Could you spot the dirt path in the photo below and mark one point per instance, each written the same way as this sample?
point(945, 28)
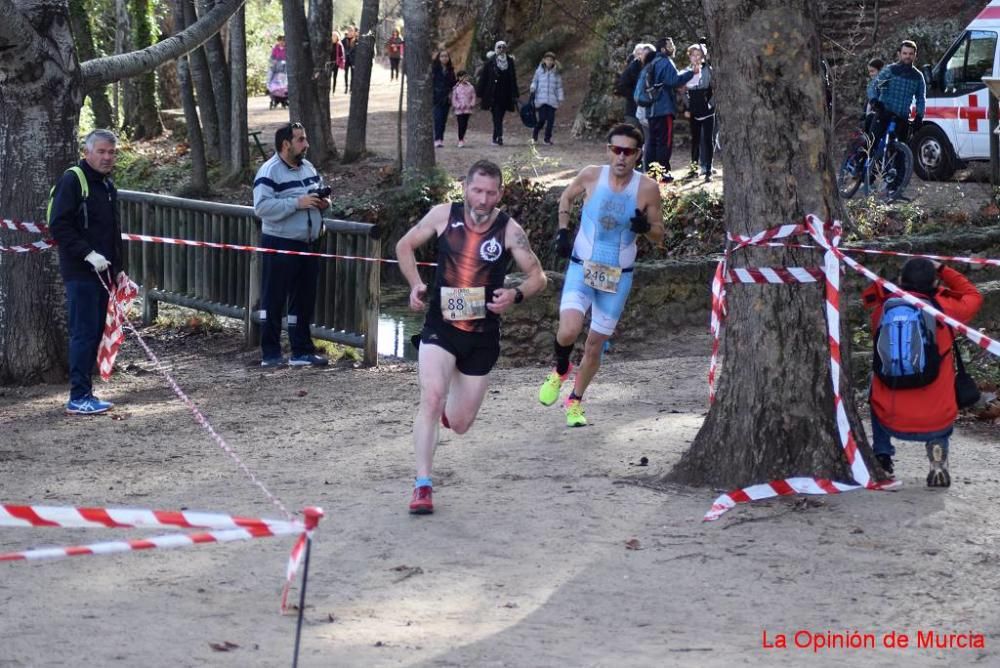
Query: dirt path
point(524, 564)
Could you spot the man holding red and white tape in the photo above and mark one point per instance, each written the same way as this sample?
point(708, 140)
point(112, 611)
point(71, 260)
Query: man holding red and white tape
point(84, 221)
point(925, 412)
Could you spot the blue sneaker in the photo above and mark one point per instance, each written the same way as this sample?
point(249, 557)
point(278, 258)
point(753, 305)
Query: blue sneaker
point(88, 406)
point(310, 359)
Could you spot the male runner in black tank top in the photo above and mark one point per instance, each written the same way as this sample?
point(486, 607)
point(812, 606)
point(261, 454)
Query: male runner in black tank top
point(460, 341)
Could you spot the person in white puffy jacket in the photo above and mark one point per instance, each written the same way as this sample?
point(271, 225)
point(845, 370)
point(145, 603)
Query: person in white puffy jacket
point(547, 88)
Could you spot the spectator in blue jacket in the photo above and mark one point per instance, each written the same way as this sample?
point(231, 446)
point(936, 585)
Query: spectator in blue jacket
point(665, 78)
point(289, 198)
point(897, 88)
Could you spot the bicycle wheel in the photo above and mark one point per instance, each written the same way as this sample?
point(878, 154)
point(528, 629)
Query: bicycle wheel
point(853, 168)
point(888, 174)
point(903, 169)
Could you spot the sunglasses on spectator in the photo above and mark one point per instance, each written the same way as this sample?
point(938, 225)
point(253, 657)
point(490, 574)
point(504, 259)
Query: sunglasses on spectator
point(627, 151)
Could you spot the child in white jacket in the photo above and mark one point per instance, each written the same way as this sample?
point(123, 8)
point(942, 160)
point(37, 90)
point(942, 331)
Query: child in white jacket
point(546, 86)
point(463, 101)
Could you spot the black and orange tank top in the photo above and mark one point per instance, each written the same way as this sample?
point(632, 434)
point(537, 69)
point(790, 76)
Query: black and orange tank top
point(470, 259)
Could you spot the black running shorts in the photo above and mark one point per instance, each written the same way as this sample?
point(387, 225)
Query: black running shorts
point(475, 352)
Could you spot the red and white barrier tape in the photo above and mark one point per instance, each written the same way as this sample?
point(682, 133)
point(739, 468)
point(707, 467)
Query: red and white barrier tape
point(69, 517)
point(198, 416)
point(722, 273)
point(257, 249)
point(780, 232)
point(774, 275)
point(873, 251)
point(33, 247)
point(113, 336)
point(223, 529)
point(24, 226)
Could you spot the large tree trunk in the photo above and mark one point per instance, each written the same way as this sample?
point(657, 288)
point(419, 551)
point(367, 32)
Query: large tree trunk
point(355, 145)
point(142, 117)
point(218, 70)
point(418, 15)
point(320, 25)
point(774, 410)
point(239, 150)
point(196, 141)
point(84, 37)
point(40, 100)
point(202, 80)
point(303, 102)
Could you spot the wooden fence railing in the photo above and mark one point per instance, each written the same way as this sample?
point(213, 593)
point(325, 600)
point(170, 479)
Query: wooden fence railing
point(226, 282)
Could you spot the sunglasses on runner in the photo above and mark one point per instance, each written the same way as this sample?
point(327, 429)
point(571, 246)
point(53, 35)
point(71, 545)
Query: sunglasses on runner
point(627, 151)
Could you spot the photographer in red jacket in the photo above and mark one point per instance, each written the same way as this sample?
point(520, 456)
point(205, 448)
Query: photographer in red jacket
point(925, 413)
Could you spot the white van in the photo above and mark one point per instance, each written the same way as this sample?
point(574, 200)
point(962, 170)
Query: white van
point(956, 125)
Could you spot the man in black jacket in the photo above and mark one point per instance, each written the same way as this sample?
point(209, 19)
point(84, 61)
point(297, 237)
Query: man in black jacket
point(84, 222)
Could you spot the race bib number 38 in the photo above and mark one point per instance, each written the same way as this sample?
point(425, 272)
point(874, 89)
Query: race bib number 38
point(463, 303)
point(603, 277)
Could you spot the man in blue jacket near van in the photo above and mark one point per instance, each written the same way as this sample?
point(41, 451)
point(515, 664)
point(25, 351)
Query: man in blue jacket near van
point(665, 78)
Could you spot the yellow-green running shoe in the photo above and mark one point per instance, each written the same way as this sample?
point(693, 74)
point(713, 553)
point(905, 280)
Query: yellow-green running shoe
point(548, 393)
point(574, 414)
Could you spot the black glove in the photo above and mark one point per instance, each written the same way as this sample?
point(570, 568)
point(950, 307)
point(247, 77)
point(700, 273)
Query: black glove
point(640, 223)
point(564, 246)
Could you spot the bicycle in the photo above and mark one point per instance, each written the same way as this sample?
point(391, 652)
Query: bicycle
point(884, 171)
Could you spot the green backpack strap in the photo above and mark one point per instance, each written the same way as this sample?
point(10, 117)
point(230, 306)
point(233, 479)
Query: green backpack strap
point(84, 191)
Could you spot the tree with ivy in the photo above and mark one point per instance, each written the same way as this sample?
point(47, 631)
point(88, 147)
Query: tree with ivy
point(42, 86)
point(141, 112)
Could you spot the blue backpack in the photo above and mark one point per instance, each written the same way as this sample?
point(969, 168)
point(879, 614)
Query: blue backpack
point(906, 352)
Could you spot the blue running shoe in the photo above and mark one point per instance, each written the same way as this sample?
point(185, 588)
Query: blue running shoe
point(311, 359)
point(88, 406)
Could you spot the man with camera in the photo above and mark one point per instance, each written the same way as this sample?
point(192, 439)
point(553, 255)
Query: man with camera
point(289, 197)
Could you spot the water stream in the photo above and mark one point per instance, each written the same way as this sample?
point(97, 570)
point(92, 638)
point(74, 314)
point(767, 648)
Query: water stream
point(397, 323)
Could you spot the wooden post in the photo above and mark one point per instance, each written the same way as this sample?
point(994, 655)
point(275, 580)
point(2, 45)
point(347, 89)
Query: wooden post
point(371, 312)
point(251, 330)
point(149, 279)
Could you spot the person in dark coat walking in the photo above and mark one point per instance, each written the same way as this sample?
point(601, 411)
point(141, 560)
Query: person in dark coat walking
point(629, 77)
point(497, 87)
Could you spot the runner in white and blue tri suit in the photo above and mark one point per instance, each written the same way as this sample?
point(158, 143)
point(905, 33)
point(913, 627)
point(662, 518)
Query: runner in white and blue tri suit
point(620, 205)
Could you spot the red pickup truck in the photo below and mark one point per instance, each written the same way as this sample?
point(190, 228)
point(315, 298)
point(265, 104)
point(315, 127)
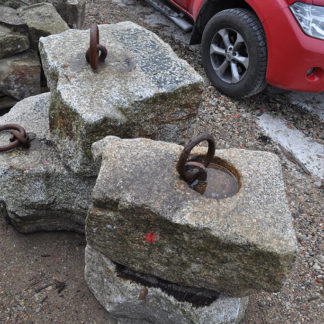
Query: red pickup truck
point(247, 44)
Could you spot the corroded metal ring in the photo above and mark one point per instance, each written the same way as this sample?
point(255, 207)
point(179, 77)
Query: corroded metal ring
point(183, 163)
point(202, 172)
point(19, 137)
point(92, 54)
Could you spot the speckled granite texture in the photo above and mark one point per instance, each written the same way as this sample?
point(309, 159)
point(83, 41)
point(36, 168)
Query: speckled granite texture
point(142, 90)
point(234, 245)
point(120, 298)
point(38, 191)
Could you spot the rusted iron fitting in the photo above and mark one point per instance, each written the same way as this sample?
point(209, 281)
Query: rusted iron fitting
point(194, 168)
point(19, 137)
point(92, 54)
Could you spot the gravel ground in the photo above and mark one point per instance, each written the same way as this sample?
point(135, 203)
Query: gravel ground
point(42, 274)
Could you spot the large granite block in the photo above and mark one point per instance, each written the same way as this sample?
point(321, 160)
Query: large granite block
point(135, 303)
point(144, 217)
point(37, 192)
point(142, 89)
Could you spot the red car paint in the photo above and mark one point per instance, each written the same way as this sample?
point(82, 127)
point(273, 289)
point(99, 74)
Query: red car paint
point(291, 53)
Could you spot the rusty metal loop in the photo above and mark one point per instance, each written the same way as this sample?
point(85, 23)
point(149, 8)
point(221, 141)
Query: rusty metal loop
point(202, 171)
point(19, 137)
point(103, 51)
point(92, 54)
point(183, 163)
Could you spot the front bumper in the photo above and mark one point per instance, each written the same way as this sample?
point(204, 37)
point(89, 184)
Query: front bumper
point(292, 54)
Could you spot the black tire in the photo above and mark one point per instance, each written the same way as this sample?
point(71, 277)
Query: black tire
point(228, 28)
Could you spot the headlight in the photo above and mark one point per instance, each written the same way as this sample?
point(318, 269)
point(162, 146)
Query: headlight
point(310, 18)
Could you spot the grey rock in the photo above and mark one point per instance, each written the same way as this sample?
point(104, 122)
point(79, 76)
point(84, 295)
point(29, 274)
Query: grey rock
point(321, 259)
point(6, 102)
point(9, 18)
point(13, 3)
point(42, 20)
point(11, 42)
point(236, 245)
point(72, 11)
point(142, 89)
point(20, 75)
point(120, 298)
point(36, 190)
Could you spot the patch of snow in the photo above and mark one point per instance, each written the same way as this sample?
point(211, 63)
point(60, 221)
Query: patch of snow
point(313, 102)
point(308, 153)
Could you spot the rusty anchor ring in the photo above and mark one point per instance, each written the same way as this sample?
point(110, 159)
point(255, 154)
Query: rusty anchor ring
point(19, 137)
point(92, 54)
point(183, 165)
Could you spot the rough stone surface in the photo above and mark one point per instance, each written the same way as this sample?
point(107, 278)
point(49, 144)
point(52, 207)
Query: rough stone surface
point(42, 20)
point(143, 89)
point(9, 18)
point(72, 11)
point(38, 191)
point(6, 102)
point(120, 298)
point(234, 245)
point(20, 75)
point(13, 3)
point(12, 43)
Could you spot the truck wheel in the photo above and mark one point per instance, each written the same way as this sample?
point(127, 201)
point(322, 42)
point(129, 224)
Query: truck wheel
point(234, 52)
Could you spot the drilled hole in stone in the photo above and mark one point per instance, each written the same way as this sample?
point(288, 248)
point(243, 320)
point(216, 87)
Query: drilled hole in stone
point(223, 180)
point(198, 297)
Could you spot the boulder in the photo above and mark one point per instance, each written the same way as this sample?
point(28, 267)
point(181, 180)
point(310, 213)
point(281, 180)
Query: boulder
point(13, 3)
point(147, 219)
point(11, 42)
point(20, 75)
point(5, 103)
point(133, 302)
point(42, 20)
point(9, 18)
point(36, 191)
point(142, 89)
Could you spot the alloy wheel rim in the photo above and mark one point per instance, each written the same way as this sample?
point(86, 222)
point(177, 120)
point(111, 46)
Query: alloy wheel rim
point(229, 55)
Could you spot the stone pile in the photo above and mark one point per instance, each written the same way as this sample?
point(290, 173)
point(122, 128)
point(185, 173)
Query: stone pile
point(22, 23)
point(83, 107)
point(157, 251)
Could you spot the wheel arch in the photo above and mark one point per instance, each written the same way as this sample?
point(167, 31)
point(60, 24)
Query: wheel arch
point(207, 10)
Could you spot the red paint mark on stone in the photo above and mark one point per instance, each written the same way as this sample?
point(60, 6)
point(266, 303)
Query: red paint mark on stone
point(150, 237)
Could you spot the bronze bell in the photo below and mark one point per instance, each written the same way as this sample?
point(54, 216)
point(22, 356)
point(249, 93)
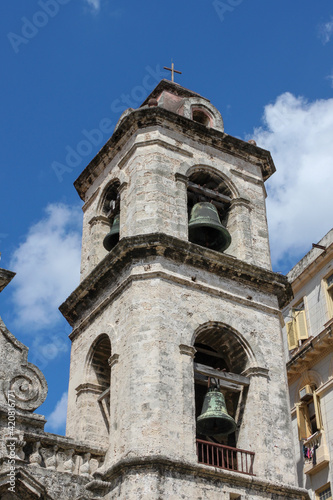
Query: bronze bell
point(112, 238)
point(214, 419)
point(205, 228)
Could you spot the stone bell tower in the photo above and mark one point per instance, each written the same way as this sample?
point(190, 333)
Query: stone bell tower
point(157, 317)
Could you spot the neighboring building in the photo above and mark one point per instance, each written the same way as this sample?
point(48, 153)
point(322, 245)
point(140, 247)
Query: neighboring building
point(309, 332)
point(159, 315)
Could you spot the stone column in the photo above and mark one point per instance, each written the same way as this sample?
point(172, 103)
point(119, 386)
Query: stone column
point(189, 424)
point(239, 226)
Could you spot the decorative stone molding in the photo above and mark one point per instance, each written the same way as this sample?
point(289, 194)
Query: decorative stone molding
point(256, 371)
point(199, 103)
point(88, 387)
point(188, 350)
point(122, 187)
point(241, 202)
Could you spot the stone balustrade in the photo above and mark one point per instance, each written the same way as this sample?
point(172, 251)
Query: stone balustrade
point(53, 452)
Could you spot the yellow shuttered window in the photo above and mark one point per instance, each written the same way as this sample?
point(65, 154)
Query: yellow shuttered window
point(303, 421)
point(302, 331)
point(296, 328)
point(316, 401)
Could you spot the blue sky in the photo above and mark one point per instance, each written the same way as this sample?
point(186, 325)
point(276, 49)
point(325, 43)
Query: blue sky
point(71, 66)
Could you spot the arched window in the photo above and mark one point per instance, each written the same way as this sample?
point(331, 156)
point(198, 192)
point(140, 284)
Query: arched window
point(111, 210)
point(209, 188)
point(201, 116)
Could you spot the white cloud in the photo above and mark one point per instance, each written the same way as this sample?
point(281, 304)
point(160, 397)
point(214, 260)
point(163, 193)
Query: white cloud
point(47, 267)
point(326, 31)
point(58, 417)
point(94, 4)
point(300, 202)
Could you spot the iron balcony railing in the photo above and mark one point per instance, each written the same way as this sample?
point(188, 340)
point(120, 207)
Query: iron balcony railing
point(225, 457)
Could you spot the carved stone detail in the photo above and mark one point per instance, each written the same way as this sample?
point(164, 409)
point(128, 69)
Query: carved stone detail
point(35, 458)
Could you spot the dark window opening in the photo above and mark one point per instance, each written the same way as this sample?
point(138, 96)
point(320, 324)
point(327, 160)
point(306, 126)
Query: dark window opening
point(200, 116)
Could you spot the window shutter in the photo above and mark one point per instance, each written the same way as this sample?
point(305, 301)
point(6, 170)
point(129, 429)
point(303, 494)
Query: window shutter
point(291, 335)
point(302, 331)
point(316, 401)
point(303, 421)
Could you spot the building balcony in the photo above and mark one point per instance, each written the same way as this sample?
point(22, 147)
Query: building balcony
point(316, 455)
point(225, 457)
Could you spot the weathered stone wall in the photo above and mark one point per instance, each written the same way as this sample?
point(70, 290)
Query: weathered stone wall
point(152, 392)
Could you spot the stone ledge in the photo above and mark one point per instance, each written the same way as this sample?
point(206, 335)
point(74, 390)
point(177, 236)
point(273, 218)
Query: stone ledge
point(233, 479)
point(159, 117)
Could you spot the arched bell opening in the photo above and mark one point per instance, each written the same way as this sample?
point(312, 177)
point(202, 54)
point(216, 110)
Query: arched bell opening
point(202, 116)
point(218, 363)
point(208, 204)
point(99, 381)
point(111, 210)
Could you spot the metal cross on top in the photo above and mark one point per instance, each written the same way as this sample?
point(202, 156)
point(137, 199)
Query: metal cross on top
point(173, 71)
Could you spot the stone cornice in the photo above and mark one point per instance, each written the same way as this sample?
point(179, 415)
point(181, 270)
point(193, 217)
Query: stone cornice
point(137, 248)
point(159, 117)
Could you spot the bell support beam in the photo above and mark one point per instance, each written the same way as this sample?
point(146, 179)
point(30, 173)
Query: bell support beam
point(230, 381)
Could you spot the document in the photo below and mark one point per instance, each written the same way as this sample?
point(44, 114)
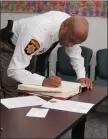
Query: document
point(22, 101)
point(66, 90)
point(68, 105)
point(37, 112)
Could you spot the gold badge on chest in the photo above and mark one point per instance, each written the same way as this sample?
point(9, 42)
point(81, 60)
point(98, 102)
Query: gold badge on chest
point(32, 47)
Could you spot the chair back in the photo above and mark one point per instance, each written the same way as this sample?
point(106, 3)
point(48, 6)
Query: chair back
point(102, 63)
point(63, 62)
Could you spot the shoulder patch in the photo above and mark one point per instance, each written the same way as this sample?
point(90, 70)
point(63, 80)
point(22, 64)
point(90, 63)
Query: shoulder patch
point(32, 47)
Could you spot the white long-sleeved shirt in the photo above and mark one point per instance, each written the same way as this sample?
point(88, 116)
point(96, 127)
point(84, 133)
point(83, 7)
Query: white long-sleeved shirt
point(34, 36)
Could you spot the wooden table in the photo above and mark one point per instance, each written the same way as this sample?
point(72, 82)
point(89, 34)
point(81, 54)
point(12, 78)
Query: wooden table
point(15, 124)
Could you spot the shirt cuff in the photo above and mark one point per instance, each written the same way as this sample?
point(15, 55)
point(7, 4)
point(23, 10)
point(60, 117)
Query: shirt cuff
point(39, 79)
point(81, 74)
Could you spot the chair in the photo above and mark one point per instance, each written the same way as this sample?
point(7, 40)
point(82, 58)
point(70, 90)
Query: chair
point(101, 75)
point(64, 68)
point(101, 69)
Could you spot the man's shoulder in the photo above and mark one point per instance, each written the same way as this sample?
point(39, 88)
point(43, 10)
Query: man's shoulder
point(58, 13)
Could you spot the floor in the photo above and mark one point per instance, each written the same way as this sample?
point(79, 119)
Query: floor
point(96, 126)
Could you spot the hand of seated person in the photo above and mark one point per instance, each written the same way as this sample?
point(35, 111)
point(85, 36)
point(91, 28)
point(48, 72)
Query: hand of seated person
point(86, 81)
point(52, 81)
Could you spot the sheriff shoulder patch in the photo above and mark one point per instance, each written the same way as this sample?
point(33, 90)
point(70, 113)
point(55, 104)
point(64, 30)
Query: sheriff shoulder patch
point(32, 47)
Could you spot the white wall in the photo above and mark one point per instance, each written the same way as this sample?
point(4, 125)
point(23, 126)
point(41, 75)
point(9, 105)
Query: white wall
point(97, 38)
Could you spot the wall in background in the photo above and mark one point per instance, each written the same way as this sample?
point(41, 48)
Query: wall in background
point(97, 38)
point(85, 8)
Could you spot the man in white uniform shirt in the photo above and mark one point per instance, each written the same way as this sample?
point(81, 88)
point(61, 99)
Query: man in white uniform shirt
point(35, 35)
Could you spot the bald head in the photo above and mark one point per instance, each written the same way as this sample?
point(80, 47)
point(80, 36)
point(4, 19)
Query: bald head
point(74, 30)
point(79, 26)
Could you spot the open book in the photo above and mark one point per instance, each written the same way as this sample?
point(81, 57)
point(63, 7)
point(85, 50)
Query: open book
point(65, 91)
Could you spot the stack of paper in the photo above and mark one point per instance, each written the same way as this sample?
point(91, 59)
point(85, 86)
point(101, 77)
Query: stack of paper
point(22, 101)
point(66, 90)
point(68, 105)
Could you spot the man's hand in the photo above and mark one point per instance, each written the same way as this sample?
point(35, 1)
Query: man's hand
point(52, 81)
point(87, 82)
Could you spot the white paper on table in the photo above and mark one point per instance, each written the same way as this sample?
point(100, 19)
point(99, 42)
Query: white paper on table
point(22, 101)
point(67, 105)
point(37, 112)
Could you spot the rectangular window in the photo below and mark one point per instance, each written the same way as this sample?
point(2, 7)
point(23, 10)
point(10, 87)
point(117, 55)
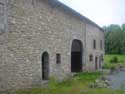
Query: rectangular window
point(1, 9)
point(94, 44)
point(58, 59)
point(101, 44)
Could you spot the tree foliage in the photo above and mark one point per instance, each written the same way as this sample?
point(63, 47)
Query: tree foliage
point(114, 39)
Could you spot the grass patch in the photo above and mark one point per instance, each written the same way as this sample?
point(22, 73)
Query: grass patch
point(79, 84)
point(109, 61)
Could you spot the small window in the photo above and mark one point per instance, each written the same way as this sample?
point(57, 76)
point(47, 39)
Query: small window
point(94, 44)
point(58, 59)
point(91, 58)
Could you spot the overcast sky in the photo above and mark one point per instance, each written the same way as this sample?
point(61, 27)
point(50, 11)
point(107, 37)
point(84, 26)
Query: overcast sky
point(102, 12)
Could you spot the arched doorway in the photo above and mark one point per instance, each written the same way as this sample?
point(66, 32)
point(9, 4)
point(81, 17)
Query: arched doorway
point(76, 56)
point(45, 66)
point(96, 62)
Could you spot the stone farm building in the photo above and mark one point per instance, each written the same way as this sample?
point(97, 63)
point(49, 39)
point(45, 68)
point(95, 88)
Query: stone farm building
point(40, 39)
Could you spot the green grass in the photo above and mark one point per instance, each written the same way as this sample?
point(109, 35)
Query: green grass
point(121, 58)
point(108, 58)
point(79, 84)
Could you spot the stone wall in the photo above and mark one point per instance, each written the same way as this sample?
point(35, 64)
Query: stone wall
point(33, 27)
point(93, 33)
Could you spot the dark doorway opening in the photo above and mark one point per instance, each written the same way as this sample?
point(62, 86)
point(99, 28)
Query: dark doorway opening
point(45, 66)
point(76, 56)
point(96, 63)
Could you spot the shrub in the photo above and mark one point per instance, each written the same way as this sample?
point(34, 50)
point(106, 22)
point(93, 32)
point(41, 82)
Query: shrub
point(114, 60)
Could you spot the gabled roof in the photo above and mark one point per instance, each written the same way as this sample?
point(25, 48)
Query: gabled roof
point(59, 5)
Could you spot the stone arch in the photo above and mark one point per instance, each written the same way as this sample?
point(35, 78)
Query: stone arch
point(76, 56)
point(45, 66)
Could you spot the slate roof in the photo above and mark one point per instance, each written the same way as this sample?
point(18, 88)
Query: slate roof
point(59, 5)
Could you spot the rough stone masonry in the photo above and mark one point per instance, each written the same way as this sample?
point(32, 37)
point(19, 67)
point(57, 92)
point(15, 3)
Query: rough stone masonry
point(40, 39)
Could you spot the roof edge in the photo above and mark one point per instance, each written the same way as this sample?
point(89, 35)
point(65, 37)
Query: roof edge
point(56, 3)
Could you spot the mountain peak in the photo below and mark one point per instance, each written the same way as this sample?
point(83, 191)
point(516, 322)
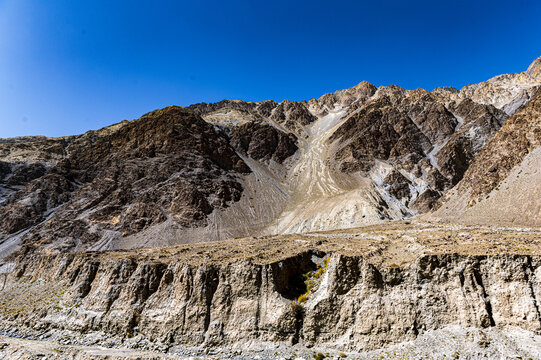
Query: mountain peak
point(534, 70)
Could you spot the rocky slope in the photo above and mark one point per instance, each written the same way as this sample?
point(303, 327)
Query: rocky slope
point(95, 229)
point(503, 184)
point(213, 171)
point(352, 291)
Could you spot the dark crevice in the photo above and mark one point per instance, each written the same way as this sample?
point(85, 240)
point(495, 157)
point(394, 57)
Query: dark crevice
point(210, 286)
point(528, 273)
point(90, 275)
point(299, 321)
point(288, 274)
point(488, 306)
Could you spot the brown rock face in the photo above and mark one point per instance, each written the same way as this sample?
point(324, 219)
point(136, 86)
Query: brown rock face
point(27, 173)
point(398, 185)
point(263, 142)
point(378, 131)
point(5, 170)
point(167, 164)
point(519, 136)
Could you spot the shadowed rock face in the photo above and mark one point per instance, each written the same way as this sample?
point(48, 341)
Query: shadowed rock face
point(5, 170)
point(263, 142)
point(377, 132)
point(362, 155)
point(168, 164)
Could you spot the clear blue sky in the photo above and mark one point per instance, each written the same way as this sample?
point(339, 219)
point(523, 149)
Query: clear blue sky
point(70, 66)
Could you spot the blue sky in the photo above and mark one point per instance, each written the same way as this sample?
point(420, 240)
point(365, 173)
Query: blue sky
point(71, 66)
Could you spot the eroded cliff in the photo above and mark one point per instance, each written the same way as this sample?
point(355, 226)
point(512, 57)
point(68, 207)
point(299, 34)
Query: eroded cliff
point(352, 291)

#####

In the listing above, take the lines from the one containing "Could you spot the arched window" up to and including the one containing "point(201, 116)" and set them out as a numbered list, dropping any blank lines.

**THE RESPONSE:**
1. Could you spot the arched window in the photo above and mark one point per instance, each written the same way as this sample?
2. point(331, 156)
3. point(198, 192)
4. point(140, 284)
5. Query: arched window
6. point(111, 210)
7. point(209, 188)
8. point(201, 116)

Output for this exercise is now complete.